(REQUIREMENT): How many lines in the records below contain "kitchen"? Answer with the number alone.

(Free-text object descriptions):
┄┄┄┄┄┄┄┄┄┄┄┄┄┄┄┄┄┄┄┄

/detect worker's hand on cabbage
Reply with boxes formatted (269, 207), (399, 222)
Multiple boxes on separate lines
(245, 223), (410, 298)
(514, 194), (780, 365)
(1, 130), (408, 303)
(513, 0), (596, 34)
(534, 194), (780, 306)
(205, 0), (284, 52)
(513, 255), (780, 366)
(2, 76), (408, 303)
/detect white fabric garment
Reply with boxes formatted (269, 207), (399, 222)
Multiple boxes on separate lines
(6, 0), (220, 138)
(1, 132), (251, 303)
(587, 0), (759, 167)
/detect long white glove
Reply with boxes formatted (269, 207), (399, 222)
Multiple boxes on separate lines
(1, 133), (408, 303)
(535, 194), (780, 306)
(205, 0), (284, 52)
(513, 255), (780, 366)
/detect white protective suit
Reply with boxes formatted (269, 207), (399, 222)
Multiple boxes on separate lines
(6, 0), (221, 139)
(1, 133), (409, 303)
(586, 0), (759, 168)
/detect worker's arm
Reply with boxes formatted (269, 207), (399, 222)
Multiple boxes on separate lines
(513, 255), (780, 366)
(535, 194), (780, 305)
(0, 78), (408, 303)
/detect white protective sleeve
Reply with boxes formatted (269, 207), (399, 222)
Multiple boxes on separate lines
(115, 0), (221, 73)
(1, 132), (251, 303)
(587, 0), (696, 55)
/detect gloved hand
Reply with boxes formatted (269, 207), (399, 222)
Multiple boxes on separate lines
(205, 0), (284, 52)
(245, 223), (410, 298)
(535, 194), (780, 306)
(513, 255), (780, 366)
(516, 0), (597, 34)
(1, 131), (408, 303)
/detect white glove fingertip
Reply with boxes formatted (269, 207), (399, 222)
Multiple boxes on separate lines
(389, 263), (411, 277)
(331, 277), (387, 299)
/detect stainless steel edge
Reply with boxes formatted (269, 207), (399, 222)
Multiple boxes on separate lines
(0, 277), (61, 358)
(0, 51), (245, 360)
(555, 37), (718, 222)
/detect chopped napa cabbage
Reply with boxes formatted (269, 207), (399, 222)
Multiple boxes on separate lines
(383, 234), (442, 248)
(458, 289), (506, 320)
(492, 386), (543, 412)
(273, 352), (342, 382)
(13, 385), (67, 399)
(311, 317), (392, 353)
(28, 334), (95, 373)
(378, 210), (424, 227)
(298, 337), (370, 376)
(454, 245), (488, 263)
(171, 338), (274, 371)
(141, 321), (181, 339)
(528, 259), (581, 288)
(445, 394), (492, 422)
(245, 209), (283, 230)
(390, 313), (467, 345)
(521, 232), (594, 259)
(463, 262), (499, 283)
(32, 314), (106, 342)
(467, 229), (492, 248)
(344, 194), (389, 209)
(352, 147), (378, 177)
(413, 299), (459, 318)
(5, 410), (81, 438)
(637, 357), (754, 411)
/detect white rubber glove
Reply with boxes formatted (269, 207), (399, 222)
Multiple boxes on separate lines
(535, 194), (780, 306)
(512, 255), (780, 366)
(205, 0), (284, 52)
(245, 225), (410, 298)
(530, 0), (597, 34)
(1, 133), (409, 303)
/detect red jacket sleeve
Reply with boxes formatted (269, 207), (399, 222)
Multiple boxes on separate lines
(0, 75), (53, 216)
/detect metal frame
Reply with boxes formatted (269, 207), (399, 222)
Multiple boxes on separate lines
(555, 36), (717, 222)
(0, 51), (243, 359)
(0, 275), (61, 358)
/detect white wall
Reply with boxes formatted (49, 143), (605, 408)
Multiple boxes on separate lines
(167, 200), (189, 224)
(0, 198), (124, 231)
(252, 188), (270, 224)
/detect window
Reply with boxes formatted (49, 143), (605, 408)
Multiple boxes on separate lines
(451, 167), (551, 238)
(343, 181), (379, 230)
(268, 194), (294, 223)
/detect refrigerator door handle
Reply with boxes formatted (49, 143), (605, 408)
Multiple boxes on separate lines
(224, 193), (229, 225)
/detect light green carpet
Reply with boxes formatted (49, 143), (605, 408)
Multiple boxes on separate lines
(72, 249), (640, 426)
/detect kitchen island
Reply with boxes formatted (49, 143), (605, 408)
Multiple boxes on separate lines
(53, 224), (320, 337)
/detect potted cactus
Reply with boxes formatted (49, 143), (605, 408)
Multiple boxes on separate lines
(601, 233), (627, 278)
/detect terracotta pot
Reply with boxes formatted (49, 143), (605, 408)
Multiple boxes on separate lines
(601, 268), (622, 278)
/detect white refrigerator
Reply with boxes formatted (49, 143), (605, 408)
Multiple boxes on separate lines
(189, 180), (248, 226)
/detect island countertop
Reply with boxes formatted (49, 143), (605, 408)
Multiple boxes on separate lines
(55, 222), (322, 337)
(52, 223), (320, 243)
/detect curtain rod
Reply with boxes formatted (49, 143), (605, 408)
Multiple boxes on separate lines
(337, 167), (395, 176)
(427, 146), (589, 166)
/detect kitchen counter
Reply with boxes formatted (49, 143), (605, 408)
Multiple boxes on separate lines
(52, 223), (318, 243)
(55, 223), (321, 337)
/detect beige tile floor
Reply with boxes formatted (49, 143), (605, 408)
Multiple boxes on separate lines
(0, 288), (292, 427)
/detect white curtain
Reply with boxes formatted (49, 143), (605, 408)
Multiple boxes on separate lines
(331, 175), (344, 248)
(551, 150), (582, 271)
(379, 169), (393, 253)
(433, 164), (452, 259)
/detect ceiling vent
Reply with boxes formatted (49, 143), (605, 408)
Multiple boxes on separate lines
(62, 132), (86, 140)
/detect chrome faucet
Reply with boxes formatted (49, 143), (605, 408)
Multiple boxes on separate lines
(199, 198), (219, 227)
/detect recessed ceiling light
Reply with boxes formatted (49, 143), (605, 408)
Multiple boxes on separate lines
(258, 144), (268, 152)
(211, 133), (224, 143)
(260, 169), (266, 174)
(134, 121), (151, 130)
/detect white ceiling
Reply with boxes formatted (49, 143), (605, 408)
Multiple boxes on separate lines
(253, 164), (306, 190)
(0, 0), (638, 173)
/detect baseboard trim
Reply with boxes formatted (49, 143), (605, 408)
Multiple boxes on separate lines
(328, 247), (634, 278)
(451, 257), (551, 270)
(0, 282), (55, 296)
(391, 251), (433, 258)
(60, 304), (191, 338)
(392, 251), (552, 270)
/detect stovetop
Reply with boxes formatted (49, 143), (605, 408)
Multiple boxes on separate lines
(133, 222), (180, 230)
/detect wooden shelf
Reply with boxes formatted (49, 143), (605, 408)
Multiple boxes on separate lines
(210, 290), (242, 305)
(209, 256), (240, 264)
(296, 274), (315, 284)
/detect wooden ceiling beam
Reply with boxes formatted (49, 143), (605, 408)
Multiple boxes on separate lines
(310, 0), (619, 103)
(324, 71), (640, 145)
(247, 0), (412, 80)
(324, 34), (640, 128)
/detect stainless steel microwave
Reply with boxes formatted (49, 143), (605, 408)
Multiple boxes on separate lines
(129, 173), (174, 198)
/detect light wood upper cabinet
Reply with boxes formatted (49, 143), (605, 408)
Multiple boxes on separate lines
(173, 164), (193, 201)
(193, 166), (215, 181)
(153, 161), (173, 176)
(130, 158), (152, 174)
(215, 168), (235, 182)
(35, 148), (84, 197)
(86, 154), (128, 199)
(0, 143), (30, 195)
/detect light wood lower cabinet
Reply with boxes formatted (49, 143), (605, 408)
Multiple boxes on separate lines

┄┄┄┄┄┄┄┄┄┄┄┄┄┄┄┄┄┄┄┄

(RESULT): 2